/---

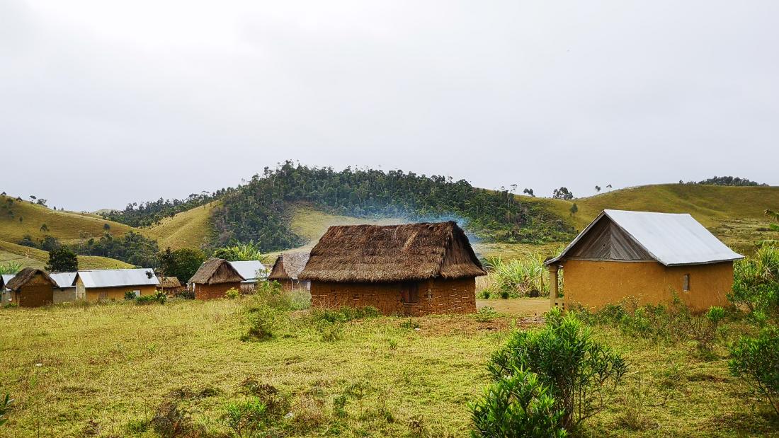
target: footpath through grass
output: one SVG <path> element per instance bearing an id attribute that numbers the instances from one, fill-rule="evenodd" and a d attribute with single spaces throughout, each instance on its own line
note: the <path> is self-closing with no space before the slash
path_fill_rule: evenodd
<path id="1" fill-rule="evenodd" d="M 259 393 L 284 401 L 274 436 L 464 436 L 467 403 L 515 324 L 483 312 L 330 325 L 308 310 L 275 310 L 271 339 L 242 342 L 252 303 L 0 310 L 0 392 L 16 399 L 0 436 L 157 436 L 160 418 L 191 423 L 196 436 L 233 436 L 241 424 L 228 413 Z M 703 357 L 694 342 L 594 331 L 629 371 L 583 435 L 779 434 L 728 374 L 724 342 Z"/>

\---

Write out the items above again, swapping every "footpath" for "walking trail" and keeping everything else the same. Leave the pictures out.

_Exercise solution:_
target: walking trail through grass
output: one SVG <path> element per instance bearing an id attribute that numbers the instances from one, fill-rule="evenodd" and a d attribute with single spaces throughout, each instance on its own line
note: the <path> is self-closing with no space before the slash
path_fill_rule: evenodd
<path id="1" fill-rule="evenodd" d="M 259 393 L 284 401 L 274 436 L 464 436 L 467 403 L 515 324 L 483 312 L 330 325 L 308 310 L 275 310 L 271 339 L 242 342 L 252 303 L 0 310 L 0 392 L 16 399 L 0 436 L 157 436 L 160 418 L 191 423 L 196 436 L 233 436 L 241 424 L 228 413 Z M 703 357 L 694 342 L 594 331 L 629 371 L 583 435 L 779 434 L 728 374 L 724 342 Z"/>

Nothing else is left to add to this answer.